» YOUR TASK
Can you locate every line in the material below that contains the string "uniform" and copy each of those lines out in full?

** begin SOURCE RECORDS **

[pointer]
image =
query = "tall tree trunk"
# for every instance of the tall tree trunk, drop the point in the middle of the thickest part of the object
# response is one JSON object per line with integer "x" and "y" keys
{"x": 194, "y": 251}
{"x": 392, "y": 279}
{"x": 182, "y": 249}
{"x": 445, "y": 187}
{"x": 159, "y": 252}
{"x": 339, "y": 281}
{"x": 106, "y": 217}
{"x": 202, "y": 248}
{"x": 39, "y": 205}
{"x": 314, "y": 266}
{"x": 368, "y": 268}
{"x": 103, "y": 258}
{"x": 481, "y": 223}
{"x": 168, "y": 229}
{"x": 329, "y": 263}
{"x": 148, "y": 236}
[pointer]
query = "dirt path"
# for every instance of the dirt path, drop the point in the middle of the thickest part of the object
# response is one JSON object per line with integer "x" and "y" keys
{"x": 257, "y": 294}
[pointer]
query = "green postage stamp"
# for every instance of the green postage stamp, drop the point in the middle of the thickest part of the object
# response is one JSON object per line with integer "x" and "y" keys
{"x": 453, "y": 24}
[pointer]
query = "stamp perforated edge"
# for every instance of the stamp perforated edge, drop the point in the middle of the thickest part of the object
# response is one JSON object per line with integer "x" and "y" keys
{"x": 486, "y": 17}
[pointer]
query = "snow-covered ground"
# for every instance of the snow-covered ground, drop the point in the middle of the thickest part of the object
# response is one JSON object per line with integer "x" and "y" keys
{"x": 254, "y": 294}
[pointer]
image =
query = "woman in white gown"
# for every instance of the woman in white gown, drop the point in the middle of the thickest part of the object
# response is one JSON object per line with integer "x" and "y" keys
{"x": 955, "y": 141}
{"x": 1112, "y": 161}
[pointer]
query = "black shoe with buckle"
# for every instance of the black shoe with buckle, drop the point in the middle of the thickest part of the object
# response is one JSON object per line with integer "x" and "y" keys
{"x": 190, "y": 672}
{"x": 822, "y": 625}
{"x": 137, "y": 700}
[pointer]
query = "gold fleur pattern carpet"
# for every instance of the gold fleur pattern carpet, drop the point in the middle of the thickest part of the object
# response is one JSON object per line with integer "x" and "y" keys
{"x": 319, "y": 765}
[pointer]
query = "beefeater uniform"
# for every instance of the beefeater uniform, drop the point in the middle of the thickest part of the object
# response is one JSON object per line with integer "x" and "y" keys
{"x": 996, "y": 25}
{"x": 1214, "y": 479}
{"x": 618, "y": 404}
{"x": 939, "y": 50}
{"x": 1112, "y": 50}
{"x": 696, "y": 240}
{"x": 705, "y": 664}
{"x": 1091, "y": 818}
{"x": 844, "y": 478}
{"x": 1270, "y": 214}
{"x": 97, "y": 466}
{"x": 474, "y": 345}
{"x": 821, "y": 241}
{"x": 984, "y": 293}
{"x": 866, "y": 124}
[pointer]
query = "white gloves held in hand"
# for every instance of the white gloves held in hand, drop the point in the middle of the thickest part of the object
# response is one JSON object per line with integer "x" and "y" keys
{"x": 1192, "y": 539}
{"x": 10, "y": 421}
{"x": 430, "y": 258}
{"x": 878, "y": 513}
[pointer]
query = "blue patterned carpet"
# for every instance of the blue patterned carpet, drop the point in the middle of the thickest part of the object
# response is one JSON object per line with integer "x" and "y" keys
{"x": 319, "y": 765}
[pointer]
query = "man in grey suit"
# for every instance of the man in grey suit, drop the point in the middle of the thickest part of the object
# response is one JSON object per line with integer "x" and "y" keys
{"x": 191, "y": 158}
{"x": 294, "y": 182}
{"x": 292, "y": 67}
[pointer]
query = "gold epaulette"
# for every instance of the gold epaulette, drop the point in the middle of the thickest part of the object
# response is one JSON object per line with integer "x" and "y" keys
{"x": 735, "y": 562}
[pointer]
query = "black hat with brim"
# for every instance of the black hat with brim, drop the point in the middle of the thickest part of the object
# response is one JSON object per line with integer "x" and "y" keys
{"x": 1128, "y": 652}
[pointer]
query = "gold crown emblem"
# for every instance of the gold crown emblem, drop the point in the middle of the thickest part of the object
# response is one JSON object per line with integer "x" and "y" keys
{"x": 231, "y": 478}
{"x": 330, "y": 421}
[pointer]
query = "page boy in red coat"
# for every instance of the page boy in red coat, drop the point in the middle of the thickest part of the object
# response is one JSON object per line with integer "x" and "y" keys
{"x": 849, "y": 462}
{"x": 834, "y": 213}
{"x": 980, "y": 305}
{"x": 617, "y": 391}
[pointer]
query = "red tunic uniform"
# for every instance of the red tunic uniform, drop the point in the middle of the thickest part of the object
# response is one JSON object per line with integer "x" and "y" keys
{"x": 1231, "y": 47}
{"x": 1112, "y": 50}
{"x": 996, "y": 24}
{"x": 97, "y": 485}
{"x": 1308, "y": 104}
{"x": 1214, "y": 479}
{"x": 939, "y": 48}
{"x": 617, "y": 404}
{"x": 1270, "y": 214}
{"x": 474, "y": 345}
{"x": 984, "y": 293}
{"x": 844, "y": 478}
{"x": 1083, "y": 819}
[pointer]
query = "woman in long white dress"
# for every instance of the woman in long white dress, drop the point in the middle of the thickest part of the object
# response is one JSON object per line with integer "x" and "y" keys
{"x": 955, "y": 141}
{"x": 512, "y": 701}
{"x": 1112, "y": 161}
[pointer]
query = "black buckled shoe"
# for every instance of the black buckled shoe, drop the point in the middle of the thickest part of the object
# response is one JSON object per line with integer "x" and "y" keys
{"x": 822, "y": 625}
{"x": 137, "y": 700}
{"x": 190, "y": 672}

** end SOURCE RECORDS **

» WRITTEN RESPONSE
query = "beefeater uniform"
# for every instance of the beefeater uniform, drop the point in the middle of the thickest part of the object
query = "red tunic uniform"
# for every instance of the red tunic uniform, drop the point in the middle of the thickest part of the object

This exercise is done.